### EXERCISE DIRECTIONS
Extend the news story below about the couple from Fushun, picking up right after its final sentence.

(TEXT SECTION)

South Florida Sun-Sentinel (Sunday)

Attack shatters a dream

For Chinese man, all is lost after wife is beaten with a rock in NYC. But was her death a hate crime?

- By Corina Knoll The New York Times

Their plans were bold, with no room for devastatio­n. They would leave their hometown and journey 6,500 miles to New York City together and take jobs, any kind, that allowed them to send money back to family. Eventually, they would return to enjoy grandchild­ren whose college funds they had helped provide, whose futures would burn bright.

GuiYing Ma and her husband, Zhanxin Gao, had ventured out of their city of Fushun, in northeaste­rn China, only a handful of times.

They were both 56 years old, childhood schoolmate­s whose lives had been entwined for longer than their nearly four decades of marriage. Much of their existence had been one of frugality and labor — working at a steel factory, selling vegetables at a market.

Neither had learned any English.

But in 2017, they decided to apply for visas in hopes of making the kind of money that was out of their reach in China. They had one son and felt a duty to continue to support him and his children.

(End TEXT SECTION)
(INFORMATION)

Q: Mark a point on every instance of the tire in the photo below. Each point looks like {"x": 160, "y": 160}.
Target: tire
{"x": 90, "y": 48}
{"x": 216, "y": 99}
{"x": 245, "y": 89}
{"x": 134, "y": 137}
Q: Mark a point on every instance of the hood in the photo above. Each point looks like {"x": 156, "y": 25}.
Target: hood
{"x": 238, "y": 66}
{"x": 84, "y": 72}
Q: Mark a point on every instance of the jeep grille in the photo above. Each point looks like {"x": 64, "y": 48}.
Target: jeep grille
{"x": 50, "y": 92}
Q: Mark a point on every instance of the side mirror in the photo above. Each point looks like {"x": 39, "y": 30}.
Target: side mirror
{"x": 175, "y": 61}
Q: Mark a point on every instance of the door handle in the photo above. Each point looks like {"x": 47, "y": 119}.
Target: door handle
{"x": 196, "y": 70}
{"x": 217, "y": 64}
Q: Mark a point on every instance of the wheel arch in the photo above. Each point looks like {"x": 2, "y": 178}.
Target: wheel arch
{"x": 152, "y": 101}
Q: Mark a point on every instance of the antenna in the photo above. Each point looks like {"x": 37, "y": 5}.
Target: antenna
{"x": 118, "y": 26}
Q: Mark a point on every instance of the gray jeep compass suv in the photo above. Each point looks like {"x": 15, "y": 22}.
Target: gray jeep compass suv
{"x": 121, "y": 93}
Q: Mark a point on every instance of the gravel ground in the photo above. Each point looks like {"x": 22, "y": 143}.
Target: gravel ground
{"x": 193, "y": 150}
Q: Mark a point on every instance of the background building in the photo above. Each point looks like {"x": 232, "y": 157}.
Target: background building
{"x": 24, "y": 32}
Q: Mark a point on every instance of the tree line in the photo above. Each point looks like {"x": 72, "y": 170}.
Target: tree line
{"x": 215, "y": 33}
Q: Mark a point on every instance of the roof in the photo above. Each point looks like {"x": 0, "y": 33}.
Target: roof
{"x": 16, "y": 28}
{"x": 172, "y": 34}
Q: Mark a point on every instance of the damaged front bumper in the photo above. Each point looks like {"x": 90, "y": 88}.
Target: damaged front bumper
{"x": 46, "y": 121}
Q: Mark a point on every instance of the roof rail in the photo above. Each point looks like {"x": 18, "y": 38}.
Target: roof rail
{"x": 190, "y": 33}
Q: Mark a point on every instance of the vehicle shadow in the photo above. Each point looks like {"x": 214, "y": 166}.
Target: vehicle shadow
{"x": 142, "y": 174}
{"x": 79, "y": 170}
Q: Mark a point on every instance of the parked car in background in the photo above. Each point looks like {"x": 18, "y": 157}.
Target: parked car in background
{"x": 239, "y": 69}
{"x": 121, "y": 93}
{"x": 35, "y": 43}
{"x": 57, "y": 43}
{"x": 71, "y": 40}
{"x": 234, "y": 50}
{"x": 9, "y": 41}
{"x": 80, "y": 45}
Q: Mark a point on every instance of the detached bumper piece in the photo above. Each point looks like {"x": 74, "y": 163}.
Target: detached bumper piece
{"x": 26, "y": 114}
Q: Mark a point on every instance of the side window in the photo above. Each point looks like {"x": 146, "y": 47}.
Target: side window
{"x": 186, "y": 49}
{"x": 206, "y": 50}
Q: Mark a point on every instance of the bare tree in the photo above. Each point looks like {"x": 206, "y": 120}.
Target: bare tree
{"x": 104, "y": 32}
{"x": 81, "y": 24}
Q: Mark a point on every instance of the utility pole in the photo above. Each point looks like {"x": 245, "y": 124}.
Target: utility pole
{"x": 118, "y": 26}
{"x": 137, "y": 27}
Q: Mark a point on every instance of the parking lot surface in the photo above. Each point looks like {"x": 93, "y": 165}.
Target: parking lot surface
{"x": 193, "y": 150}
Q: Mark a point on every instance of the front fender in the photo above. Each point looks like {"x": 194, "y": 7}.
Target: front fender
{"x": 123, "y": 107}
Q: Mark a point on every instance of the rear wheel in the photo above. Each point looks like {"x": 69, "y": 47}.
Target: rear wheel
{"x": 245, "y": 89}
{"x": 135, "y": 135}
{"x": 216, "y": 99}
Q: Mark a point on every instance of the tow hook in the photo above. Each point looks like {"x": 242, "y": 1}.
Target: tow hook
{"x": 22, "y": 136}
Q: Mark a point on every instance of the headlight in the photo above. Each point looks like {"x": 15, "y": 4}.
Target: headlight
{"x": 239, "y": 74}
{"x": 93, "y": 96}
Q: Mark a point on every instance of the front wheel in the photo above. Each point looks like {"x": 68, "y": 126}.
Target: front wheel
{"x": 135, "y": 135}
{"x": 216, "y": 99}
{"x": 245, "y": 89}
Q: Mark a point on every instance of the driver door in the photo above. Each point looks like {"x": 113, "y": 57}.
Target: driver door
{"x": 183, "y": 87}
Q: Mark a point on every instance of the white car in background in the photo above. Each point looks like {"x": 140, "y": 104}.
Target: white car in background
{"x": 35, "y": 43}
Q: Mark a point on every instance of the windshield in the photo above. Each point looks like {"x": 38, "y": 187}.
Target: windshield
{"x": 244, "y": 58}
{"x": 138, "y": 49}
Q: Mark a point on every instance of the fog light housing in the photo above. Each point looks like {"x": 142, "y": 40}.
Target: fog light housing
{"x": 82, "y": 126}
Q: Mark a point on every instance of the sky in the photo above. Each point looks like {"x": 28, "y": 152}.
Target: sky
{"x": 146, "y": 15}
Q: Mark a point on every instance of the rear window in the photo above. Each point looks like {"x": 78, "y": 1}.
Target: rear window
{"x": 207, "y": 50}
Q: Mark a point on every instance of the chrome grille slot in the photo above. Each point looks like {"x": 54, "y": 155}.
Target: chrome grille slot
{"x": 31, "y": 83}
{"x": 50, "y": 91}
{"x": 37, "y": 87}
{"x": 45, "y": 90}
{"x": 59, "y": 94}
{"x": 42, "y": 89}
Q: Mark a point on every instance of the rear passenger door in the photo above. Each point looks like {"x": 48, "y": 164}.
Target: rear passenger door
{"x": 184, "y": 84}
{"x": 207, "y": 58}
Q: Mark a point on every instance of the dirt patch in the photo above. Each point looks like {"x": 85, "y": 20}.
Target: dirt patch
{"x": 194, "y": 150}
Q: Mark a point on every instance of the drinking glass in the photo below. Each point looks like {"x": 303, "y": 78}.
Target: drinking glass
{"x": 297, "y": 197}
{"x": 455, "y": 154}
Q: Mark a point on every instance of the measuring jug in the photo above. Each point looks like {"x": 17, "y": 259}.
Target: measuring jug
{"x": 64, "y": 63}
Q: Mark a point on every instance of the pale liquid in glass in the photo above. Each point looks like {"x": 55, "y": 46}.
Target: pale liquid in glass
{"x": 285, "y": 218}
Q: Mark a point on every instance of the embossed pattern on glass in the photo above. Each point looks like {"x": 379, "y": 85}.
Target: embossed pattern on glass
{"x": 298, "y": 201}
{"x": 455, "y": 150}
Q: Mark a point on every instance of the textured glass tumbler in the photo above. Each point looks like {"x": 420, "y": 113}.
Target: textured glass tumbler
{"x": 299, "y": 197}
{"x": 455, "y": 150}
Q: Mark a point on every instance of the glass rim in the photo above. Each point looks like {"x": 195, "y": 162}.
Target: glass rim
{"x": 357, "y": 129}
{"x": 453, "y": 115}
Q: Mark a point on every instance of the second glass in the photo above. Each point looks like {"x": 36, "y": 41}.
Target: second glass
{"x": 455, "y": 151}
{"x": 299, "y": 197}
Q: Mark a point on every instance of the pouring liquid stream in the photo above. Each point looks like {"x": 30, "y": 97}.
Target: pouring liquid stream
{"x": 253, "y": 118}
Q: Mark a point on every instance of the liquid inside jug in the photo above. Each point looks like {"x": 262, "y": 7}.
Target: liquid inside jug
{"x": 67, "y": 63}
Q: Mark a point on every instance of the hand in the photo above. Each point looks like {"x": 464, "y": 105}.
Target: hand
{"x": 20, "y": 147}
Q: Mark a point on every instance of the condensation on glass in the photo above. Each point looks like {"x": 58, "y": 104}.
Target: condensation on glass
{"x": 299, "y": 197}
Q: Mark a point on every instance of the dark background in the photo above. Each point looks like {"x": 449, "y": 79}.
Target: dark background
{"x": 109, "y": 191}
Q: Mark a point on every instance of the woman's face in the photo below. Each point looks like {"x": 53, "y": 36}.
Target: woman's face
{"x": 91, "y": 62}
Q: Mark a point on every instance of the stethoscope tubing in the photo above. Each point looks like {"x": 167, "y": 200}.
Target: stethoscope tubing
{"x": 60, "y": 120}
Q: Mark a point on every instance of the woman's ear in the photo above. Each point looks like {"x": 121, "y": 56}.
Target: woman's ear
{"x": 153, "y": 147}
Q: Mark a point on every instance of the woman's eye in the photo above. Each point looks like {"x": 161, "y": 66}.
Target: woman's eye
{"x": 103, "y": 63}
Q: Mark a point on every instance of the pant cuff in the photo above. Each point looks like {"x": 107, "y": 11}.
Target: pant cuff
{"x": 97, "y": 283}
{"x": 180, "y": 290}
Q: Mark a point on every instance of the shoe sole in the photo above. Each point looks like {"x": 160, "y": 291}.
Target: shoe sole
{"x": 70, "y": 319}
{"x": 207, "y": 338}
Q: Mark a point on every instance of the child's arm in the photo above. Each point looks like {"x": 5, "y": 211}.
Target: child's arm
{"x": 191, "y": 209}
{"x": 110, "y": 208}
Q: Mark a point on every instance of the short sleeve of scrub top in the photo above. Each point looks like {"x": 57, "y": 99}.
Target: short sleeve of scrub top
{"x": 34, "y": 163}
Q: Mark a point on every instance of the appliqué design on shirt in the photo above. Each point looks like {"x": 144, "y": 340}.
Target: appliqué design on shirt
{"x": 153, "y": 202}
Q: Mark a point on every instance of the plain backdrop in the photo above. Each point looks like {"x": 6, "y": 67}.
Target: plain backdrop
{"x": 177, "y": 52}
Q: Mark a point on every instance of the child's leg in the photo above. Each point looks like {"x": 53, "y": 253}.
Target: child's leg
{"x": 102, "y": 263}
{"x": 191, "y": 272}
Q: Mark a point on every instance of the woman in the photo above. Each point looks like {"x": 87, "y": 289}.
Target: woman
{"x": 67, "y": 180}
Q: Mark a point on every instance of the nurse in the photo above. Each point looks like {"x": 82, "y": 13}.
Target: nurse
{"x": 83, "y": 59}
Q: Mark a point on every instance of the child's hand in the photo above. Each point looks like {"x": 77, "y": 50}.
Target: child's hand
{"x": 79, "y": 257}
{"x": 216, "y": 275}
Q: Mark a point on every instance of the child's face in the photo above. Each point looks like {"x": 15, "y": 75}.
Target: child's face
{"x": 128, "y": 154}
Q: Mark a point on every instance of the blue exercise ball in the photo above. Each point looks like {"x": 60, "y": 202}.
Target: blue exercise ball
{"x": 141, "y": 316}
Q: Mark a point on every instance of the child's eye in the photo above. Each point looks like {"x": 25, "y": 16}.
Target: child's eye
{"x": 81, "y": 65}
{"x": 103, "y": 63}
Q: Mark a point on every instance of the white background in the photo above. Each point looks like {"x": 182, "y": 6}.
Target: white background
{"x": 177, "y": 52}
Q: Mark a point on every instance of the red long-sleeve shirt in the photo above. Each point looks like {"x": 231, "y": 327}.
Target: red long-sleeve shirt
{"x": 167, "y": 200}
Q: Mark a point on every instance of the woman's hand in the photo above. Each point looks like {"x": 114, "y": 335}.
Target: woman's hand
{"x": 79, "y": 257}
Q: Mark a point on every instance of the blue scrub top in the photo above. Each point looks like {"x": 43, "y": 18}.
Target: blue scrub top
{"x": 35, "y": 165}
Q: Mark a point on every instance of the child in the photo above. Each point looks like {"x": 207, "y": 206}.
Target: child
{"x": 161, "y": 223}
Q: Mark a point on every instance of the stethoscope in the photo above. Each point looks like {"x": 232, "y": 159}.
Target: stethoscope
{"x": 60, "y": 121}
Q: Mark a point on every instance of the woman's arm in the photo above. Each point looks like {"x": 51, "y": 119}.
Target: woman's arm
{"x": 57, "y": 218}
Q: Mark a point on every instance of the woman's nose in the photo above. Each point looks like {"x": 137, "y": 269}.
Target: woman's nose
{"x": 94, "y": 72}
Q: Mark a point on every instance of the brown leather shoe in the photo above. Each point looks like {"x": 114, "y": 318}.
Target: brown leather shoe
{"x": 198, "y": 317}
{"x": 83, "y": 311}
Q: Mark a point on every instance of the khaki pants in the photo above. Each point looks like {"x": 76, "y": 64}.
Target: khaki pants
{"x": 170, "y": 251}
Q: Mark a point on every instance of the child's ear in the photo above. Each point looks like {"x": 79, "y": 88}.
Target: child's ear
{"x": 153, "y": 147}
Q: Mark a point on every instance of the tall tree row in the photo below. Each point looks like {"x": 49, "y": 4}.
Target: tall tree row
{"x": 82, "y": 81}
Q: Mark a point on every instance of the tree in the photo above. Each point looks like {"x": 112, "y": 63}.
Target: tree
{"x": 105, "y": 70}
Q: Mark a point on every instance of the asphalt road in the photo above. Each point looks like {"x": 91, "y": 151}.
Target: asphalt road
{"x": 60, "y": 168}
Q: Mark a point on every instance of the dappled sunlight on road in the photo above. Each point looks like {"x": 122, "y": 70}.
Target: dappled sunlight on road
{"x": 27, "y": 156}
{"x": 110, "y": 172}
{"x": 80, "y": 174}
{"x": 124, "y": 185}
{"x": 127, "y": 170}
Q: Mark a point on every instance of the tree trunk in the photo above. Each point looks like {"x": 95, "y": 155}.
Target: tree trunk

(End INFORMATION)

### WRITTEN RESPONSE
“Everyone says the United States is the best, and we want to go to the best,” Gao told the visa officer at the interview.

Many warned the couple that they were too old, too inexperien­ced to travel abroad. But they could not resist a last chance at adventure.

And so, that year in June, Gao and Ma arrived in the New York City borough of Queens, two small graying figures with three suitcases.

A day later, Gao was on a bus to Philadelph­ia. A friend had helped him land a job manning the fry station at a Chinese restaurant there. He was eager to start, and it came with free housing. After 11 days, he returned to his wife, who had stayed behind.

When she saw him, Ma began to cry and embraced him. She had felt abandoned and afraid.

Gao made a promise.

“I won’t leave you alone anymore,” he said. “Wherever I go, I’ll take you.”

He ended up working for his landlord who ran a company that changed and cleaned grease filters in restaurant kitchens. Ma took a job at a bakery but eventually stayed home, making breakfast and dinner for

Gao, whose days were grueling and long. Sometimes she took a $20 bus ride to a casino in Connecticu­t just to collect its $40 voucher that she could turn around and sell to someone else.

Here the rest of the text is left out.